**SOURCE DOCUMENT**
## Start

Postby hiriskpaul » May 30th, 2019, 11:12 am

Bena48 wrote:Background
Own our home. Have modest but adequate occupational pensions. Hold a HYP portfolio. A few other modest investments. I am 56 and my wife 58. I aim to retire at 61/62

Issue
I have the two pensions listed below with the current estimated pensions pots. I wish to take both pots and put them in a SIPP and divert the very modest contribution I make to the Standard Life pension each month into the SIPP.
I wish to keep things very simple and use one world tracker e.g. Vanguard Lifestrategy 60% accum.

Aviva personal pension-53K
Standard Life stakeholder pension-38K

Desired outcome
To grow the combined capital sum at a greater rate than the current providers do. Take a modest income from 61/62 onwards.

Questions
1) Both providers state that the pots can only be transferred into pensions. How do I make this practically happen? Do I have to set up an account with a platform 1st?

## End

**WHAT YOU NEED TO DO**
Please repeat the part of the forum post about pension transfers from "Bena48 wrote:Background" up to and including "Lifestrategy 60% accum.", word for word. The records are not needed for this work.

**Entries from a pointing dataset**

## Start

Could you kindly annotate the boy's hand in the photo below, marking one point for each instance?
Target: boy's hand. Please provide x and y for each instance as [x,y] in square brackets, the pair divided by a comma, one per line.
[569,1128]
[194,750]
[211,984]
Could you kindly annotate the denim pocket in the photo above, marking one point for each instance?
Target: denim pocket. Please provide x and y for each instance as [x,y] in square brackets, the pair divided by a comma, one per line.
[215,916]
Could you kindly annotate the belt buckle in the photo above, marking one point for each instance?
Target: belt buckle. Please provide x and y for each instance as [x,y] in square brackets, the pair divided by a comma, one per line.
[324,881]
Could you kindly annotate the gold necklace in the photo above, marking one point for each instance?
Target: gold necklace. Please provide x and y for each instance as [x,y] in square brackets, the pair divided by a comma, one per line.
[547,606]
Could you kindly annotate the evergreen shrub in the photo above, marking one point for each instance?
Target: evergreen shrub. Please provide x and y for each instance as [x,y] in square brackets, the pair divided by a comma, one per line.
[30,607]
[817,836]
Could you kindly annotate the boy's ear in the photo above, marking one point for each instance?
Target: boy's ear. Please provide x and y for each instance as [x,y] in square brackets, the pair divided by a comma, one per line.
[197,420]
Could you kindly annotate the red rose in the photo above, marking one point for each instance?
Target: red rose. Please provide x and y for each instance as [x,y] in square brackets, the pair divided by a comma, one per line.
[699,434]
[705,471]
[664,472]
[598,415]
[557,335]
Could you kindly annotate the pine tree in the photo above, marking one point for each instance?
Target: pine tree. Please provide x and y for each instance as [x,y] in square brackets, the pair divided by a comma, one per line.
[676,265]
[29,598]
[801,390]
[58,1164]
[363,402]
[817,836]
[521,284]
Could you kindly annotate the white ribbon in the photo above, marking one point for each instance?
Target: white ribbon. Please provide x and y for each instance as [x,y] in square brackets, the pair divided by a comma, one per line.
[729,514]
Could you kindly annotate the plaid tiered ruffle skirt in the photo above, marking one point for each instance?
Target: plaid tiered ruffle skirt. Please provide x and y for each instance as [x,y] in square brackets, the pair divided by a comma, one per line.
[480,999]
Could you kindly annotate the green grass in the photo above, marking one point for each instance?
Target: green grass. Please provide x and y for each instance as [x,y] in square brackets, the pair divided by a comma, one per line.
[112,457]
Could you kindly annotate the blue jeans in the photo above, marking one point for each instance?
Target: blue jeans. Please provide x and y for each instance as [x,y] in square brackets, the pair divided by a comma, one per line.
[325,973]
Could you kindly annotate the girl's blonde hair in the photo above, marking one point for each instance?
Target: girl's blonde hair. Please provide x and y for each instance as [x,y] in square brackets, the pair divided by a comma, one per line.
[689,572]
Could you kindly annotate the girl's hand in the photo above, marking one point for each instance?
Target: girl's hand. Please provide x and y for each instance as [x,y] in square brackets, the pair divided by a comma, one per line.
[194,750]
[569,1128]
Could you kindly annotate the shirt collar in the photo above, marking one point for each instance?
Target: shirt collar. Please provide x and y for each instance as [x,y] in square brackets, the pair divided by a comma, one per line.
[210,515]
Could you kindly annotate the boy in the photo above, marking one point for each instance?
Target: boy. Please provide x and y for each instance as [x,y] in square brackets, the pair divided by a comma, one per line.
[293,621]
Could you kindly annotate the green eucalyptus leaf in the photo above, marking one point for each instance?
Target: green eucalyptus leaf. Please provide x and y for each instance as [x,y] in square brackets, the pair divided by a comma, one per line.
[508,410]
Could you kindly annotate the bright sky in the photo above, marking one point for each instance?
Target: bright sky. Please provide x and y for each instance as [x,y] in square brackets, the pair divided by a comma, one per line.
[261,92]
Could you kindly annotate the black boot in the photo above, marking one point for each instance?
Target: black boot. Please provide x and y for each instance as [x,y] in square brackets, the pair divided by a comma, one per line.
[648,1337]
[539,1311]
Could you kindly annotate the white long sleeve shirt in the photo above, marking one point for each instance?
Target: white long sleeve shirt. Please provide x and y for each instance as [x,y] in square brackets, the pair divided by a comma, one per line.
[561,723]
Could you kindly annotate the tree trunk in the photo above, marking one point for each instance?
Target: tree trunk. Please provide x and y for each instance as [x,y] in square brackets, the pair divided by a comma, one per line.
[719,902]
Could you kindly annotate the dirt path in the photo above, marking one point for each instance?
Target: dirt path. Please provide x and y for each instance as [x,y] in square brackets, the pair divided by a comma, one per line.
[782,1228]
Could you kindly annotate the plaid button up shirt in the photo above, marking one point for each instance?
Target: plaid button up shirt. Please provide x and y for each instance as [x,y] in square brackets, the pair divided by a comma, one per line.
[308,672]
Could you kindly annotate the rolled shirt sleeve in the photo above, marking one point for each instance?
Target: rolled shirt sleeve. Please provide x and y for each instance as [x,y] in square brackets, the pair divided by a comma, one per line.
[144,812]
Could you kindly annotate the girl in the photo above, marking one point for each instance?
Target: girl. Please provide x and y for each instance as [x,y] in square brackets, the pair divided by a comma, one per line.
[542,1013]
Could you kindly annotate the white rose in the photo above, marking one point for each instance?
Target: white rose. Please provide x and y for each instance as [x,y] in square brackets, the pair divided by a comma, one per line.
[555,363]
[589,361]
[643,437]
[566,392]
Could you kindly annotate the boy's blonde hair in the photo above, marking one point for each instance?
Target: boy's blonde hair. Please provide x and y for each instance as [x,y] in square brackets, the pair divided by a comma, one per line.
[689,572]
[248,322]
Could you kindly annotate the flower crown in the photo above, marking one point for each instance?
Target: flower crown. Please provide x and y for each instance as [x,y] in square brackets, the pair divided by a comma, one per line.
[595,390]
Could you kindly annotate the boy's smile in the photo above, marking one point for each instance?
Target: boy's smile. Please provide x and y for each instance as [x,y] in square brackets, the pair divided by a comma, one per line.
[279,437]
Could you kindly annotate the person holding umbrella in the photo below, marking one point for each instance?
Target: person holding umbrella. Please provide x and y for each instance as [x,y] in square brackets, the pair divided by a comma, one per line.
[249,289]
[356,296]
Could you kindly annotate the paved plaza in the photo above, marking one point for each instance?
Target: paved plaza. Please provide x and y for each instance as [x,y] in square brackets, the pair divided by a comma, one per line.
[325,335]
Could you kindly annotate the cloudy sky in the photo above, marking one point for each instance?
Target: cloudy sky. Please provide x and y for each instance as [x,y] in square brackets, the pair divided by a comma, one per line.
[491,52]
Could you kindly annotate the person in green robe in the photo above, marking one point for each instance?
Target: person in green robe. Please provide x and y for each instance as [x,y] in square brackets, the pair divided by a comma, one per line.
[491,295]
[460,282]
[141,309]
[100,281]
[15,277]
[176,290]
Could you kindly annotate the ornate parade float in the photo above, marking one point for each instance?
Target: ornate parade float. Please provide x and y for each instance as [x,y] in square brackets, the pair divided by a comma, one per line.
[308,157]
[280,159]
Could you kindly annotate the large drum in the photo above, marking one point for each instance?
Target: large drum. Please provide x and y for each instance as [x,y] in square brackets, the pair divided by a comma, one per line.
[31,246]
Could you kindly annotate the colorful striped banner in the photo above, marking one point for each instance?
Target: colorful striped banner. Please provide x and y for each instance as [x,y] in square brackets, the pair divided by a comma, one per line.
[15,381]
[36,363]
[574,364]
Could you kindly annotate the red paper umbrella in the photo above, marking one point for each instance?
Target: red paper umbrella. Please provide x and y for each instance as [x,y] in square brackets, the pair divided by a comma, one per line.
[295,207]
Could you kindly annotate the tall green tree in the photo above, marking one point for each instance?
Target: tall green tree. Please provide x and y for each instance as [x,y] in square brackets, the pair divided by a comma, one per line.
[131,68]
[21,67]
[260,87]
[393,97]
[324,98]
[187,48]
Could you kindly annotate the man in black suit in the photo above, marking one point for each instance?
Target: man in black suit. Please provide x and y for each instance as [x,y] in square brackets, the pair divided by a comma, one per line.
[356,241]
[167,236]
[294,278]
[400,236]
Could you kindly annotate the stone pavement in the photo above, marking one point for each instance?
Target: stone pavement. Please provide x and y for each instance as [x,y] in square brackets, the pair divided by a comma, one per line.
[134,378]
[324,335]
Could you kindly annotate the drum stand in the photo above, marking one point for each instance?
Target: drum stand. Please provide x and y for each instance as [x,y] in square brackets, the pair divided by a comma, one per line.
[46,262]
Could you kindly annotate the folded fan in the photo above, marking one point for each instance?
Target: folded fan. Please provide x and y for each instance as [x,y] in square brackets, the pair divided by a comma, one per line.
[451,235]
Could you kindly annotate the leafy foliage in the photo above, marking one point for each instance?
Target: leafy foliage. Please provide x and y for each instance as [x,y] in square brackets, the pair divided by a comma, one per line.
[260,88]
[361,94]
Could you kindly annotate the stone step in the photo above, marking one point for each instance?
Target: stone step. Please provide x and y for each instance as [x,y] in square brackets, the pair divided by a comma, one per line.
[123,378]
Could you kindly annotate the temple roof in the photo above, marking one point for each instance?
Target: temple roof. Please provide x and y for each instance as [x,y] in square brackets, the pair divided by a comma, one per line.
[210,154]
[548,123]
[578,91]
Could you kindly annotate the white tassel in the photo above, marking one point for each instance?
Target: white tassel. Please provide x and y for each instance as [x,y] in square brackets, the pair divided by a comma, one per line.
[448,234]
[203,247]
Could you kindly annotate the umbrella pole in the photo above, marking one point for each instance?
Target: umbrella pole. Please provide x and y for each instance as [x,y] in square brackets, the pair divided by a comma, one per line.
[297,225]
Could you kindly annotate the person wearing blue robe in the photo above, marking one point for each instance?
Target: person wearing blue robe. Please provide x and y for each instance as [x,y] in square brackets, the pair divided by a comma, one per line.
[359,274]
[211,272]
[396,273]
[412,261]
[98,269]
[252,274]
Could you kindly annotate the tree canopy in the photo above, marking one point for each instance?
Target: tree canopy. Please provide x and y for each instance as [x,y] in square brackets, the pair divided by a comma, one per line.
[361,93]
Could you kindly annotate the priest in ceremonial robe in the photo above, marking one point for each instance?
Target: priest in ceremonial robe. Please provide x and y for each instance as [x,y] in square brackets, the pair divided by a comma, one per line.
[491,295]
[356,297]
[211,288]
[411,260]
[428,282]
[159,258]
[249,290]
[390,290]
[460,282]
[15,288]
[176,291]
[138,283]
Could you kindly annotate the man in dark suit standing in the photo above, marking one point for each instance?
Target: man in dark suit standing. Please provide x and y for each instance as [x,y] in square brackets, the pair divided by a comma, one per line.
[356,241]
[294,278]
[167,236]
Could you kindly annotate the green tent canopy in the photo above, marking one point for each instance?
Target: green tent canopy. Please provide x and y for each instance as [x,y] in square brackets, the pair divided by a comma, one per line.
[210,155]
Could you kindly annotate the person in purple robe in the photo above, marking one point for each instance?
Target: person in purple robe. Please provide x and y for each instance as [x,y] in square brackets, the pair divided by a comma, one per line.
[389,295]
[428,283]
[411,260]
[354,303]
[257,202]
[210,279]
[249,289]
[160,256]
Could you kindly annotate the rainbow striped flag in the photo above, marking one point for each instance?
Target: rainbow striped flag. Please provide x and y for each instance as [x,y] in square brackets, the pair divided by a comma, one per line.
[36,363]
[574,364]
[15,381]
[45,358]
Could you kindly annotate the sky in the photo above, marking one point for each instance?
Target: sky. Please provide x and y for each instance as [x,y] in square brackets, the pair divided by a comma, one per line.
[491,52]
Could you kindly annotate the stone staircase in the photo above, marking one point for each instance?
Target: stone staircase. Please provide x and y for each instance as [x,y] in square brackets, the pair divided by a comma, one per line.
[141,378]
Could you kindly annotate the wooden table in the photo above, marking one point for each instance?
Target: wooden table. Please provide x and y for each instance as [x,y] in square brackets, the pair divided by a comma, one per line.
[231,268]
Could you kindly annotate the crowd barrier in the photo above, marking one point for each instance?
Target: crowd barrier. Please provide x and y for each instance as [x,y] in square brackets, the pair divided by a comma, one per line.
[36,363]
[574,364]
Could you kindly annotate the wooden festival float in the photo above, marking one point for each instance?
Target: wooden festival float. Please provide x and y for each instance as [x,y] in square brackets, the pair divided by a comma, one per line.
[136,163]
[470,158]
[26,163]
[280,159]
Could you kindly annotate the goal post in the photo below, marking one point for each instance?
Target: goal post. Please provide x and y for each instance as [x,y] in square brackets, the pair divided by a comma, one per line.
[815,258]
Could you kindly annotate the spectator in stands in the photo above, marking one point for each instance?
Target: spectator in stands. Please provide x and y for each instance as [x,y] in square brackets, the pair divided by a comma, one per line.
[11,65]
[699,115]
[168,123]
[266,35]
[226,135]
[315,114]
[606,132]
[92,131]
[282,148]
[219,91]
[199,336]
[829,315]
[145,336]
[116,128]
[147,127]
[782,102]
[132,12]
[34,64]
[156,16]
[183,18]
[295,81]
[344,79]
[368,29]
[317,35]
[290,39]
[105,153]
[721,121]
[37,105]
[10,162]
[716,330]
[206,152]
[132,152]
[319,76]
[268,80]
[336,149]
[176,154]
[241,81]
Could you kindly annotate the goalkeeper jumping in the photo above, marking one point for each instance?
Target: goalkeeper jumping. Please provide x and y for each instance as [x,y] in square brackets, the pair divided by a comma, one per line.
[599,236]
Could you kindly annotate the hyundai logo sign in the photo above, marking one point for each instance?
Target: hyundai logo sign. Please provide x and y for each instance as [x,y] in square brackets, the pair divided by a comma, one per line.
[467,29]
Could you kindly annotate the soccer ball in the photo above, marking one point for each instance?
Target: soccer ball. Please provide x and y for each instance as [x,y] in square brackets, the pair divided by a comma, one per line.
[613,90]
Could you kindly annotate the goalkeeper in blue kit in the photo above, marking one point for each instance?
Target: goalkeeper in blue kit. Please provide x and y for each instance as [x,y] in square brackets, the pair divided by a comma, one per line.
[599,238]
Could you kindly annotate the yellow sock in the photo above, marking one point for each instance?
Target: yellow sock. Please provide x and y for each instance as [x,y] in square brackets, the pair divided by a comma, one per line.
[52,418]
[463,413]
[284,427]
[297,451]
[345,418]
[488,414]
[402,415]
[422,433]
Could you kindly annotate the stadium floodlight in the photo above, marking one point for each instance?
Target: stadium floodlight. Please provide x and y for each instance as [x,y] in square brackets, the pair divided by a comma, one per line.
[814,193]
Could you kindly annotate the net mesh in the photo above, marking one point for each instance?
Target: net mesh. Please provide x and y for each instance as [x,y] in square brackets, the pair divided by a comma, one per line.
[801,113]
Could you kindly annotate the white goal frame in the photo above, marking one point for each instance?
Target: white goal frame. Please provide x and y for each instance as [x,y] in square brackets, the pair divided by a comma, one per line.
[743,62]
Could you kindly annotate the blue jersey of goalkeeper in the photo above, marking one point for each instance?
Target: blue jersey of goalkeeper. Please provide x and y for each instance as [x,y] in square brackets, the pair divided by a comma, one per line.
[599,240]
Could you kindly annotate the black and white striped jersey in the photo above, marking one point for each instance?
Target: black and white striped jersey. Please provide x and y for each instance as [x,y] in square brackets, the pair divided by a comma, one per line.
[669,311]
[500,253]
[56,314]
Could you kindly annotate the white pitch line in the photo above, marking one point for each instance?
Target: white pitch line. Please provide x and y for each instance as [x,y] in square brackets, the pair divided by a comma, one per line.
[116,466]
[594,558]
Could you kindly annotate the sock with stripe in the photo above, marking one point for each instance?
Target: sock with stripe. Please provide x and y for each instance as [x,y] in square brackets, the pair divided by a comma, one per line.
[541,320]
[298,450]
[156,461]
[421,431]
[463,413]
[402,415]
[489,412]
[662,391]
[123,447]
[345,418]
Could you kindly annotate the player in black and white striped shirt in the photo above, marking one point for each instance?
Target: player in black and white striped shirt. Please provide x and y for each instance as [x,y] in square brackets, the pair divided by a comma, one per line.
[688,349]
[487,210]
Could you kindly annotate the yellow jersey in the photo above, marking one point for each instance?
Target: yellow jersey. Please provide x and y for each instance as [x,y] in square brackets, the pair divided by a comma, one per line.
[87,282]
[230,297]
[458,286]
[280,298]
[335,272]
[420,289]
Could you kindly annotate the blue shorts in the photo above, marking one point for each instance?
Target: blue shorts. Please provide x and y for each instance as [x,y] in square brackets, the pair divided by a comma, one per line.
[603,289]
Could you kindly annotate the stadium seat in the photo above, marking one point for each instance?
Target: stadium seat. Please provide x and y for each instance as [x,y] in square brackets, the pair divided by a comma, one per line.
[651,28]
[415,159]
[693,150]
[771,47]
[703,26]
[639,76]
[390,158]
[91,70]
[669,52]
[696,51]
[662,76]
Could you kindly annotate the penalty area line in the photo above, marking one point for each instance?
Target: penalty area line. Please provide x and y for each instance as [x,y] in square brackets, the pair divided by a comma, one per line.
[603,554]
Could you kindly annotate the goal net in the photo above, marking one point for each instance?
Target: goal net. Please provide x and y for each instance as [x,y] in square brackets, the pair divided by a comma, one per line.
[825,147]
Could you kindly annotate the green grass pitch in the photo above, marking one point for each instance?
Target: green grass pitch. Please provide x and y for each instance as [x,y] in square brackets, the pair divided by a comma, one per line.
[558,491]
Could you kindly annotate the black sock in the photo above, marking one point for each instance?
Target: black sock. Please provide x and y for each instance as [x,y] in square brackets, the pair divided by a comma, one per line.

## End

**EXERCISE RESULT**
Bena48 wrote:Background
Own our home. Have modest but adequate occupational pensions. Hold a HYP portfolio. A few other modest investments. I am 56 and my wife 58. I aim to retire at 61/62

Issue
I have the two pensions listed below with the current estimated pensions pots. I wish to take both pots and put them in a SIPP and divert the very modest contribution I make to the Standard Life pension each month into the SIPP.
I wish to keep things very simple and use one world tracker e.g. Vanguard Lifestrategy 60% accum.